Written request:
Exclude any images and output the remaining records exactly.

___ Working data

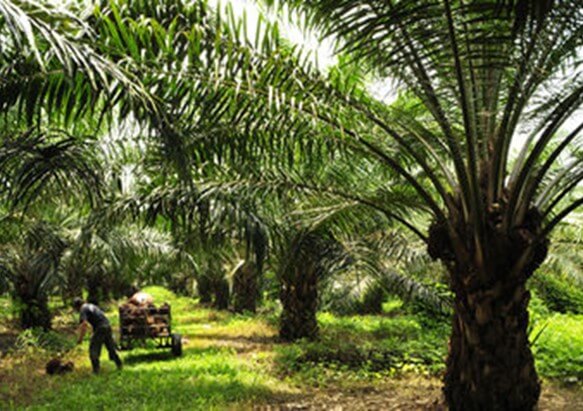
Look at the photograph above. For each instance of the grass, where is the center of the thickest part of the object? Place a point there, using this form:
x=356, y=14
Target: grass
x=233, y=361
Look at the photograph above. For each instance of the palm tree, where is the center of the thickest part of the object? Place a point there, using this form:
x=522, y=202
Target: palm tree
x=478, y=76
x=488, y=74
x=30, y=264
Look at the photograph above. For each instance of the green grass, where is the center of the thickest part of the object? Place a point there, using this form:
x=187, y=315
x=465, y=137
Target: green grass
x=235, y=360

______

Output below:
Look at the photograph above. For each instance of the grass, where is the center of the thickest part of the object? Place a point there, using this form:
x=356, y=14
Target: grass
x=233, y=361
Look at the photograph above. For each instance of the palm tree, where is the center of the thickest part of the object? Place a point there, using this form:
x=522, y=202
Target: palm tree
x=478, y=76
x=488, y=74
x=30, y=264
Look at the photograph above. For each instance of the green grass, where is the center of the thickest part of the object? Place a point there, using this form:
x=187, y=315
x=465, y=137
Target: green grass
x=235, y=360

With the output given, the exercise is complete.